Repeat each entry as written and leave the images out of the copy.

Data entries
>>>
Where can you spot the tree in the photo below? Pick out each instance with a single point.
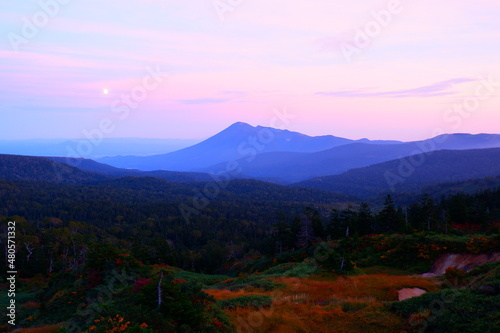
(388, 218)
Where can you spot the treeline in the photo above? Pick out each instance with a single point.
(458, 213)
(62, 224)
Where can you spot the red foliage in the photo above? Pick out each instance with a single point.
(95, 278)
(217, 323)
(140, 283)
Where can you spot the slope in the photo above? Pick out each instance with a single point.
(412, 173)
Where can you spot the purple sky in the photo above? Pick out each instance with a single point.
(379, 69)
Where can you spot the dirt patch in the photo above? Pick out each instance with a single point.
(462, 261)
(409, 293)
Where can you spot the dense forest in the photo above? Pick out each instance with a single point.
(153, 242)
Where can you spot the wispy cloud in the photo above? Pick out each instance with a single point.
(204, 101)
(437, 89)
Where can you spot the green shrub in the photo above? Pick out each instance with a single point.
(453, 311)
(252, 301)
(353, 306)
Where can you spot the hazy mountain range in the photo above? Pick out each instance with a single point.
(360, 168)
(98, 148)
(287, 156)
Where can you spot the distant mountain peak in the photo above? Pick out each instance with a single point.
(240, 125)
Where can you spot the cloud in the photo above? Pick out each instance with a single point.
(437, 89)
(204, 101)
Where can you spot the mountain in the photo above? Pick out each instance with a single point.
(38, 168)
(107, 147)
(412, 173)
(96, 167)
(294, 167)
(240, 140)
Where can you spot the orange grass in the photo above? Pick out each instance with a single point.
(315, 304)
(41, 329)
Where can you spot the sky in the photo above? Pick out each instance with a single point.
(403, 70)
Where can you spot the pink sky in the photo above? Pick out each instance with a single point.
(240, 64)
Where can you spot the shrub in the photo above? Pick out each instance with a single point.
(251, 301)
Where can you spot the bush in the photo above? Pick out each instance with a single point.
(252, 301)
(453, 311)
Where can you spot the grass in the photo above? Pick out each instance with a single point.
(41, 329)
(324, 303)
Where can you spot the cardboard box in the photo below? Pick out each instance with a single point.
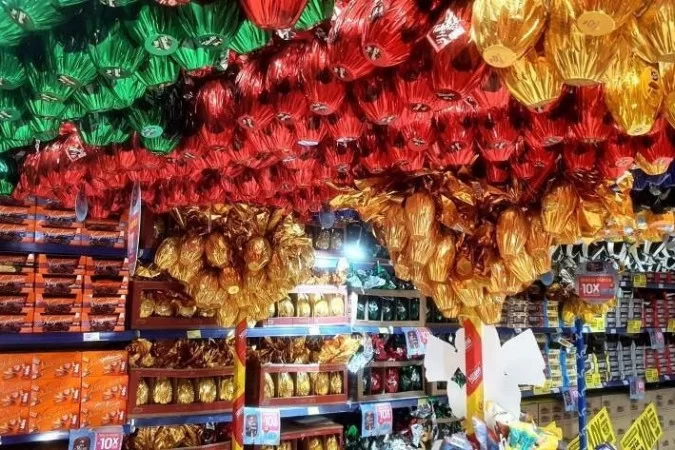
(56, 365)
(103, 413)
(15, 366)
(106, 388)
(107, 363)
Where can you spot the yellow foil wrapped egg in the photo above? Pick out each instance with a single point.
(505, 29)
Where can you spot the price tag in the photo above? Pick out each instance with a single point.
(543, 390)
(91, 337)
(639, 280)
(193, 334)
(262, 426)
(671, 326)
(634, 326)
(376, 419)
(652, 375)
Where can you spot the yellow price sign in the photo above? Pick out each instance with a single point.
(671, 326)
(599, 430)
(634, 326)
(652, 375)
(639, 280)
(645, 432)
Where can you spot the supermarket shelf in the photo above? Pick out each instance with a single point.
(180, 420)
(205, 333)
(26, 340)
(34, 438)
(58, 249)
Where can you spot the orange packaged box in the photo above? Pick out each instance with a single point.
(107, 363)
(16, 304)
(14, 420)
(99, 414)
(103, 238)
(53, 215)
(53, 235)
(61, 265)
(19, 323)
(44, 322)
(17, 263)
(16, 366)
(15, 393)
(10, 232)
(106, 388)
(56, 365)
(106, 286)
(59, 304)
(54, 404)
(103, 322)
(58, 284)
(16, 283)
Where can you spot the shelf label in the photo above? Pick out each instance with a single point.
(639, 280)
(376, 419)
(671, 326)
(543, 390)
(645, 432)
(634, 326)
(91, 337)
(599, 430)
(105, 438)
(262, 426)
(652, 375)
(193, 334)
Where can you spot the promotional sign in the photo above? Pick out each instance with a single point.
<<<
■ RESPONSE TO THIS TASK
Where can you spot the tree in the photo below? Pick out each instance with a single point.
(388, 218)
Where can you spot the treeline in the photo above? Pick out each instance with a single point.
(458, 213)
(62, 224)
Where can you spot the red foliage in the photo above? Pick out each instance with a single point.
(95, 278)
(217, 323)
(140, 283)
Where can you spot the slope in the photo above? Pick out each instance with a single point.
(412, 173)
Where can you spot the purple sky in the photo above? Pick out each instance with a single point.
(379, 69)
Where can you spot the dirt patch in the photo above? Pick out each instance with a single point.
(462, 261)
(409, 293)
Where can you spot the dense forest in the photo above? Pick out each instance with a single point.
(153, 242)
Where can you spot the wispy cloud in the photo above? Pick out each instance with a single point.
(204, 101)
(437, 89)
Where can you spot the green shrub in the photo above? Pick out each instance with a single point.
(453, 311)
(252, 301)
(353, 306)
Where can you spot the hazy mountain range in the photo above? Pick out each instance with a single point.
(360, 168)
(98, 148)
(287, 156)
Where can you spot the distant mountain peak in the photo above? Pick out each instance with a single point.
(240, 125)
Where can you spot the cloud in the photo above? Pick out each instance with a single point.
(437, 89)
(204, 101)
Where can you spot the mountain in the photo above? Pick out each instance with a single point.
(38, 168)
(107, 147)
(412, 173)
(96, 167)
(294, 167)
(240, 140)
Where can you spot the orange grass in the photo above? Pick out each instance with a single point.
(315, 304)
(41, 329)
Where can you spot the sky in the photo above? Pick out each instance with a single point.
(403, 70)
Where can you spot the pink sky in the photo above? Pick out each instance with a single point.
(240, 64)
Where can you spot the shrub in the photo above? Pick out each instance with a single point.
(251, 301)
Where can you spot the bush in the photo above? Pick out each instance with a single point.
(252, 301)
(453, 311)
Where can you spot the grass in the photo above? Pick out each instance with a single point.
(41, 329)
(324, 303)
Where can you spot the cardboard box in the photo below? Pick out each instance with a single point.
(56, 365)
(103, 413)
(15, 366)
(106, 388)
(107, 363)
Where can you spot the yellow foil wrapped egg in the photo above? Pick out each instance with a single point.
(505, 29)
Where can you spot the price tag in the photo above? Pick out each instance with a single point.
(543, 390)
(91, 337)
(639, 280)
(193, 334)
(262, 426)
(671, 326)
(634, 326)
(376, 419)
(652, 375)
Where can you spot the yellow price sign in the photo above? Pick out each instance with a single point.
(671, 326)
(599, 430)
(634, 326)
(652, 375)
(639, 280)
(645, 432)
Where can you spot the supermarket shelf in the photo above? Pick out each instance with a single point.
(180, 420)
(205, 333)
(26, 340)
(34, 438)
(58, 249)
Where can you spot the orange packaged box in the photo above? Pick out each instance with a single point.
(107, 363)
(16, 304)
(14, 420)
(99, 414)
(103, 238)
(53, 215)
(53, 235)
(61, 265)
(19, 323)
(44, 322)
(17, 263)
(16, 366)
(15, 393)
(10, 232)
(106, 388)
(56, 365)
(106, 286)
(59, 304)
(54, 404)
(103, 322)
(58, 284)
(16, 283)
Where can you spot the shelf label in the photo above? Pick out each instance with a single point.
(639, 280)
(376, 419)
(671, 326)
(543, 390)
(645, 432)
(634, 326)
(91, 337)
(599, 430)
(105, 438)
(262, 426)
(652, 375)
(193, 334)
Where can you spot the promotional sign in the photo above? Pick out each instance with a single point.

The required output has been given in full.